WHAT TO DO » Repeat every line below exactly as it reads.

>> Begin DATA TO USE

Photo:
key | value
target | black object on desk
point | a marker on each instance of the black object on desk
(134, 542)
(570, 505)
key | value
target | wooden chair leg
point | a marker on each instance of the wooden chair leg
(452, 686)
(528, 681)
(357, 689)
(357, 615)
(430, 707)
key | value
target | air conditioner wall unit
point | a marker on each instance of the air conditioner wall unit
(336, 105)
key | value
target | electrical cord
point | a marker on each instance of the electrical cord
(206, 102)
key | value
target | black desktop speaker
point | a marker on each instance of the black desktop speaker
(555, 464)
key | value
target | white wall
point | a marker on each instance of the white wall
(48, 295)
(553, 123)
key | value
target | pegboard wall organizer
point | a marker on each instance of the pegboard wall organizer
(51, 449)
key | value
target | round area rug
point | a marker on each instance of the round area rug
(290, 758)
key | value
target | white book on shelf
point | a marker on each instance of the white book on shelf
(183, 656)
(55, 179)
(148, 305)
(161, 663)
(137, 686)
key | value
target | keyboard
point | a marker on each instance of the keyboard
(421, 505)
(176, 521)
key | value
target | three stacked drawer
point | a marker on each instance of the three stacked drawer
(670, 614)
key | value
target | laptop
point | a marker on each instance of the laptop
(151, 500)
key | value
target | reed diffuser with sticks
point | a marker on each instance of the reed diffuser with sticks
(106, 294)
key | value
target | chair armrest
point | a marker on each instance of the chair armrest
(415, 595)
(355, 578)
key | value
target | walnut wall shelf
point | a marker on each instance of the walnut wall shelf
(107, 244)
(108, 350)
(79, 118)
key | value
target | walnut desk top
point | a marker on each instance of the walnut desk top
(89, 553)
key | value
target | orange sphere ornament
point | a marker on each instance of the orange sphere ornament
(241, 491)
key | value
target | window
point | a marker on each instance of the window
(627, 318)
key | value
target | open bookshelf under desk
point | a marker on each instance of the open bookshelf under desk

>> End DATA TO USE

EXPECTED ANSWER »
Photo:
key | value
target | black object on desk
point | a marker on each instance of the black object on desk
(134, 542)
(570, 505)
key | value
target | wooden chair leg
point | a marker on each instance of the wooden chair leg
(452, 686)
(528, 681)
(357, 689)
(357, 615)
(430, 707)
key | value
target | air conditioner wall unit
point | a marker on each instance of the air conditioner wall unit
(336, 105)
key | value
target | electrical cord
point | a marker on each instance of the electrical cord
(206, 102)
key | value
target | black desktop speaker
point | a marker on each instance of the black desktop speaker
(555, 464)
key | value
target | white wall
point | a marker on each instance of the white wall
(48, 295)
(553, 123)
key | value
target | pegboard wall organizer
point | a marker on each instance of the pegboard wall organizer
(51, 449)
key | value
target | round area rug
point | a marker on each instance of the round area rug
(290, 758)
key | value
target | white book on shelf
point | a marker on each instance of the white book on shelf
(183, 656)
(55, 179)
(148, 305)
(161, 663)
(137, 686)
key | value
target | keyboard
point | a marker on each instance of the keyboard
(421, 505)
(176, 521)
key | value
target | three stacked drawer
point | a marker on each instance of the three stacked drawer
(670, 614)
key | value
target | laptop
point | a marker on each instance of the laptop
(151, 500)
key | value
target | reed diffuser with sticks
point | a marker on each instance of the reed diffuser with sticks
(106, 294)
key | value
target | chair armrest
point | a marker on each instance of the chair armrest
(415, 595)
(355, 578)
key | value
target | walnut wall shelf
point | a marker on each instance of the walnut wall shelf
(107, 244)
(108, 350)
(79, 118)
key | value
target | walnut desk top
point | a marker on each instance of the walnut desk top
(89, 553)
key | value
target | orange sphere ornament
point | a marker on each instance of the orange sphere ornament
(241, 491)
key | value
target | window
point | a marker on each instance of the window
(627, 318)
key | value
target | open bookshelf under desk
point | a marker on each instance of the open bookshelf under desk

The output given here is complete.